## [PASSAGE GIVEN]
• • •

They work less well with _deterministic_ loss.

Some common application models that are adversely affected by PULL:

1) Client resolves a name to a list of addresses, and tries each one 
(with some timeout since there's no guarantee of response) until a
connection succeeds.  Here if the first packet(s) to an address fail
(or take too long, but failure happens in PULL schemes once a queue
overflows) then it fails over to the next address.  As a result it will
connect via a different path to a different server (and see possibly
different results, either quantitatively or qualitatively).

2) Client resolves a name to a list of addresses, and tries each
one in parallel and chooses the first one to succeed.  Here a 
deterministic delay (say a closer address is un-cached, but one
far away is cached for some other reason), again causes the inefficient
one to be chosen.

3) Server responds to a simple client request via an asymmetric path.

• • •

## [DATASET]
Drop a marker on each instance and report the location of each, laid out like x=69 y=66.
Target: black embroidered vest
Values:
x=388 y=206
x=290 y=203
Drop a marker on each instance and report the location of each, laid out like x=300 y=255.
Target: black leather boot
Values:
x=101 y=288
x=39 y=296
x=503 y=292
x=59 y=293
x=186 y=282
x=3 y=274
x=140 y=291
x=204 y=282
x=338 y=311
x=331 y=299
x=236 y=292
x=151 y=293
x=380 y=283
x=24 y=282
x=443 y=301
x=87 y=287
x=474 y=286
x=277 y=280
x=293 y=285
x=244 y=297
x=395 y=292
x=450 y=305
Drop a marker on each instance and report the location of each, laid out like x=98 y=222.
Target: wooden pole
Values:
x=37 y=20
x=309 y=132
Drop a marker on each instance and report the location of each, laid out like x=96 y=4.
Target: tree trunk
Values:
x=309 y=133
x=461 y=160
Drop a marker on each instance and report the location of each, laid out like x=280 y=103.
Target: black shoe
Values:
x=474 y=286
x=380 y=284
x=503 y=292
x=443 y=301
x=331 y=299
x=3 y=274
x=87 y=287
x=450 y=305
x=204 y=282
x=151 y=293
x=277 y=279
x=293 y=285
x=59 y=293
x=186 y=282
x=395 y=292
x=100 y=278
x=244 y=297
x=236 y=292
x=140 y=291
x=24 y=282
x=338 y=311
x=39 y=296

• • •

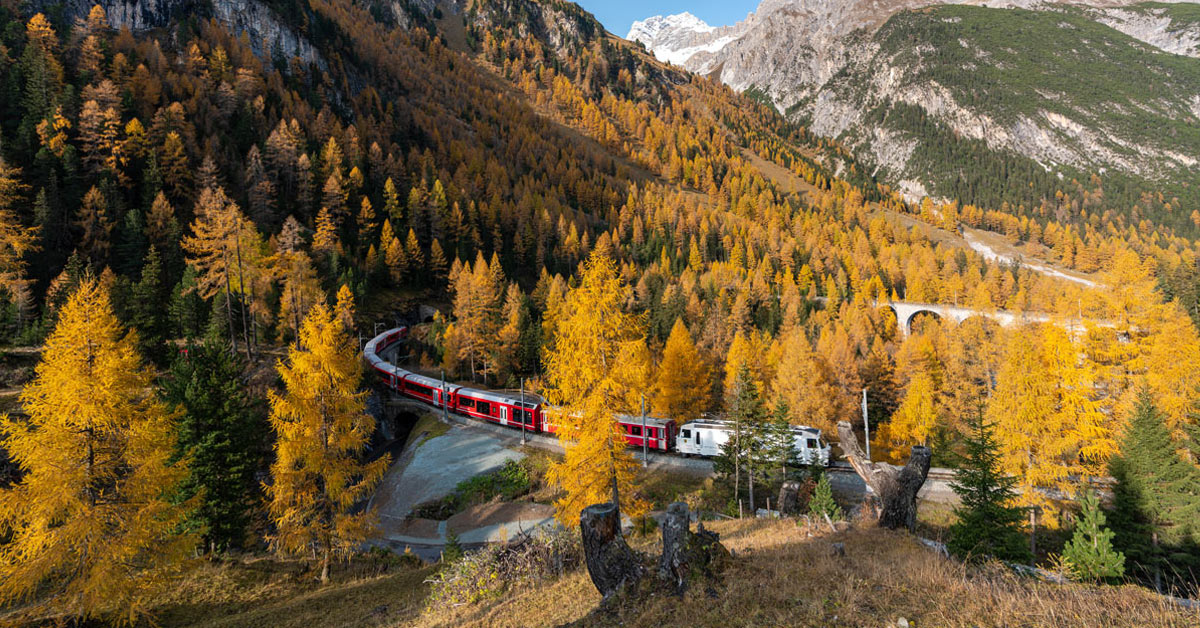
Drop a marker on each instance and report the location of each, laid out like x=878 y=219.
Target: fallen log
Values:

• • •

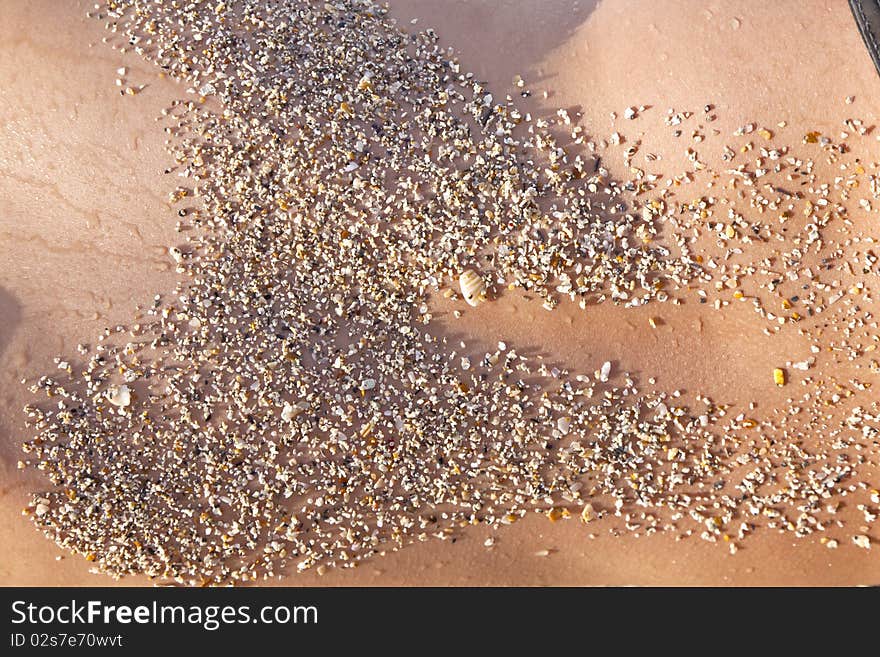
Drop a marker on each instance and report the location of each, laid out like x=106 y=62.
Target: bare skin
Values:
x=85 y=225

• • •

## [GIVEN REQUEST A]
Decide whether each statement below agrees with the passage on application models affected by PULL. For each, answer yes or no and quote the deciding words of the passage.
(i) In the first model, the client tries all of the addresses in parallel.
(ii) In the second model, the client picks the first address that succeeds.
(iii) In the first model, when the first packets to an address fail, the client moves on to the next address.
## [GIVEN REQUEST B]
Translate this sentence from the passage on application models affected by PULL into Spanish: "Server responds to a simple client request via an asymmetric path."

## [TASK OUTPUT A]
(i) No: "tries each one (with some timeout since there's no guarantee of response) until a connection succeeds"
(ii) Yes: "chooses the first one to succeed"
(iii) Yes: "then it fails over to the next address"

## [TASK OUTPUT B]
El servidor responde a una solicitud sencilla del cliente a través de una ruta asimétrica.